═════ Extract to read
Thursday, 17 September 2015

'Normalization' of marijuana doesn't necessarily mean wider use

BY Dan Rodricks 

A Hopkins Bloomberg study suggests teens might be getting smarter about drugs.

I thought Republicans supported reason and free enterprise, and yet here's Steve Schuh, the Republican executive of Anne Arundel County, getting his socks in a knot about the prospect of someone growing, processing and dispensing marijuana for medical purposes along the banks of the Severn. He wants to ban in his county what a new state law allows. Schuh worries that people who get therapeutic cannabis might end up becoming dealers.
Under the regulations of the Maryland Medical Cannabis Commission, patients who are certified for medical marijuana are allowed, with a doctor's recommendation, to purchase up to a quarter of a pound over a 30-day period. That sounds like a lot, I suppose, but it's not a given that everyone — that is, men, women and children with various conditions or illnesses — would get that much. Like any other medication, the amounts prescribed for marijuana would be based on clinical decisions.

But here's Schuh, playing the ol' Reefer Madness card: "The quantities that are allowed to be dispensed under the current Maryland law are rather frightening to me. We don't want to have a situation where everyone who is prescribed medical marijuana is in effect a little miniature dealer."
So his solution is to ban outright something that's now permitted under state law, including the development of new businesses for the growing and processing of medical weed.

And here I was, thinking the Republican Schuh would support entrepreneurship, especially among rural constituents who might like to get into cannabis agriculture. I also assumed, apparently incorrectly, that all free-market Republicans carried the libertarian gene and, so, would want to repeal a government-imposed prohibition.
At some point, this stuff just sounds silly and futile.
I'm not a pothead. But I just don't see marijuana as a greater threat to public health and safety than what's legal now.

The Distilled Spirits Council of the United States puts booze sales in 2014 at $70 billion. Beer sales run to about $100 billion annually, according to various industry sources.
People still find ways to get their hands on marijuana, despite state and federal laws.
In Maryland, the so-called Free State, all we've done is permit people with doctor-certified needs to buy limited amounts of marijuana under controlled conditions. Entrepreneurs who want to grow, process and dispense the herb have started applying to the state for licenses.

In other words, we are moving past the war on drugs (at least the marijuana part of it), and I suspect that's what prohibitionists fear most. They see medical marijuana as a threshold to recreational marijuana and its legalization — a threshold to a "threshold drug."
I guess I don't worry about the march to full legalization as much as certain politicians do.
I'm not saying marijuana is harmless. I drink gin in summer, bourbon the rest of the year. Neither of those beverages is harmless.

I accept the health risks associated with drinking booze. I accept the cost, including the tax, in purchasing those beverages. I accept the laws related to the consumption of alcohol, just as people who enjoy smoking reefer would have to accept laws regulating their vice, should we ever get to full legalization.
And someday we will. It seems inevitable to me. Twenty states have already passed laws decriminalizing small amounts of marijuana.
══════════
═════ Data records
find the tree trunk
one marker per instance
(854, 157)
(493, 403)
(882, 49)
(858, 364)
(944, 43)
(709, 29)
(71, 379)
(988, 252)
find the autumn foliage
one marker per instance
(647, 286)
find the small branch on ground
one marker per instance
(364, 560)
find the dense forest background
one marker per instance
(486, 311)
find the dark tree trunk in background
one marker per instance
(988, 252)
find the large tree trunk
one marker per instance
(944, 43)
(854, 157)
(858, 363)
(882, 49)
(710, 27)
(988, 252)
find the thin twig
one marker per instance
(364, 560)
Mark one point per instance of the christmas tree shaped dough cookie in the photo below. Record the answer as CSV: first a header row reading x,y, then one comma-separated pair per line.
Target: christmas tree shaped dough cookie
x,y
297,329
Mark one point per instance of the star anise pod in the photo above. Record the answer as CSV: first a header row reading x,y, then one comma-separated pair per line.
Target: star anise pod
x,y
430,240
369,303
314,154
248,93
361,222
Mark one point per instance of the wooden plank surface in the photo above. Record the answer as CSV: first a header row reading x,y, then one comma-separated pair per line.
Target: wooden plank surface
══════════
■ Work task ■
Copy the marijuana column starting at "At some point, this" and ending at "what's legal now.", switching "silly" to "pointless". Rely on the marijuana column alone.

■ Finished exercise ■
At some point, this stuff just sounds pointless and futile.
I'm not a pothead. But I just don't see marijuana as a greater threat to public health and safety than what's legal now.